*** Extrait

Au cours du Conseil des ministres du jeudi 30 avril, Hadjibou Soumaré a réitéré au Président Wade sa volonté de quitter ses fonctions de Premier Ministre. Wade, après avoir vraisemblablement essayé de reconduire celui qu’on qualifie de « technocrate », a finalement accepté la démission de Hadjibou Soumaré. Mais le Sénégal n’a pas attendu longtemps pour avoir un nouveau Premier Ministre, en la personne de Souleymane Ndéné Ndiaye. Quel que soit le prisme par lequel on essaie d’analyser cette nomination, on ne peut échapper à ce constat : Wade ne fait que du saupoudrage en reconduisant une équipe qui a échoué dans tous les domaines et en faisant le panégyrique de la défaite et des perdants.
C’est à croire que Wade n’a pas tiré les leçons de la débâcle électorale de la mouvance présidentielle aux dernières élections locales du 22 mars 2009. Les admonestations à ses ministres d’Etat Saint-louisiens, le discours du 3 avril dans lequel il assure sa disponibilité à travailler avec les élus locaux de l’opposition, l’audience accordée à Aminata Mbengue Ndiaye, responsable des femmes du Parti Socialiste (opposition), les lauriers tissés à Ousmane Tanor Dieng en marge du décès de Karine Aida Marème Wade, et j’en passe, tout cela n’est qu’une mise en scène d’un Président qui croit encore pouvoir mener en bateau le peuple sénégalais.
On me rétorquera bien sûr que le nouveau Premier Ministre est l’un des rares caciques du PDS (Parti Démocratique Sénégalais au pouvoir depuis 2000) à avoir gagné aux dernières élections locales. Ousmane Ndéné Ndiaye a été effectivement réélu maire de Nguinguinéo. Il reste que notre nouveau Premier Ministre a été accusé entre 2004 et 2007 par le couple français Gasperini d’être impliqué dans un détournement de fonds destinés à la construction de l’école « Marguérite » au quartier Walo de Guinguinéo. Il n’est évidemment pas question de soutenir que Souleymane Ndéné Ndiaye est coupable des faits qui lui sont reprochés et qui ont été porté devant la justice ; mais l’épisode est suffisamment important pour qu’on en fasse cas au moment où le Maire de Guinguinéo devient Premier Ministre.

******
*** Données fournies

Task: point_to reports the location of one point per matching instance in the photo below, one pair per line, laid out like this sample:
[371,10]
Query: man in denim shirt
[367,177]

******

◆ Travail demandé
A) Dans l'extrait, relevez les gestes de Wade que l'auteur qualifie de mise en scène.
B) Poursuivez l'extrait sur la nomination du Premier ministre au Sénégal à partir de sa dernière phrase.
Les données ne servent pas pour cet exercice.

◆ Réponses attendues
A)
- Les admonestations à ses ministres d'État saint-louisiens
- Le discours du 3 avril, dans lequel il assure sa disponibilité à travailler avec les élus locaux de l'opposition
- L'audience accordée à Aminata Mbengue Ndiaye, responsable des femmes du Parti socialiste
- Les lauriers tissés à Ousmane Tanor Dieng en marge du décès de Karine Aida Marème Wade

B)
Pour rendre à César ce qui est à César, il convient tout de même de souligner que le nouveau PM n’a pas été qu’un simple maire. Cet avocat de formation, titulaire d’un DEUG en Sciences économiques et d’une maitrise en droit privé, a été conseillé et porte parole du Président de la République, plusieurs fois ministres et même dernièrement Ministre d’Etat chargé de l’économie maritime. Avec tout le respect que le peuple doit à ses dirigeants (l’inverse aussi est vrai même si ce n’est pas aujourd’hui le cas), permettez-moi de douter des aptitudes du nouveau PM à redresser le pays en cette période de crise.
Il aurait fallu à ce poste un grand gestionnaire polyvalent pour tenir et surveiller de main de maître l’action de ses troupes ou éventuellement quelqu’un dont les compétences dans un domaine précis sont internationalement reconnues. Cela aurait procuré une lueur d’espoir pas seulement aux bailleurs de fonds mais aussi au peuple sénégalais. Mais sans doute hélas suis-je trop naïf pour croire qu’un PM sous l’ère Wade soit fait pour tenir des troupes et redonner de l’espoir ! Sans doute dois-je encore être heureux que dans un Sénégal où tout le monde est premier-ministrable, Farba Senghor n’ait pas encore été nommé Premier Ministre !
Ce n’est pas un mauvais procès que j’entends faire à notre nouveau PM à qui je voue un sincère respect. Comme beaucoup d’autres, je salue son courage politique. En pleine démackysation, Souleymane Ndéné Ndiaye, dans une interview à Week-end Magazine, a affirmé avoir été touché par lé départ de Macky Sall du PDS et rappelé au passage qu’ils étaient voisins de chambre à l’université de Dakar (UCAD). Il aurait aussi soutenu qu’il ne se rangerait jamais derrière la Génération du concret et Karim Wade. Que penser cependant de tout cela quand on sait que le nouveau ministre de la coopération internationale, de l’aménagement du territoire, des transports aériens et des infrastructures s’appelle….Karim Wade.
La présence du fils du Président pose un véritable problème de moral sur lequel il faut certainement attirer l’attention des Sénégalais. Le problème qui se pose, contrairement à ce qu’on serait tenté de croire, n’est nullement lié au fait qu’il soit « le fils de son Père » ! Donner un portefeuille aussi important et aussi large à Karim dans le nouveau gouvernement est une façon de récompenser les perdants et la défaite. Karim est le symbole et l’incarnation du projet d’Abdoulaye Wade pour le Sénégal : un Sénégal de la défaite, un Sénégal où on s’obstine à récompenser les incompétents et les perdants, un Sénégal dans lequel Air Sénégal International dépose le bilan, un Sénégal qui brade la Sonatel.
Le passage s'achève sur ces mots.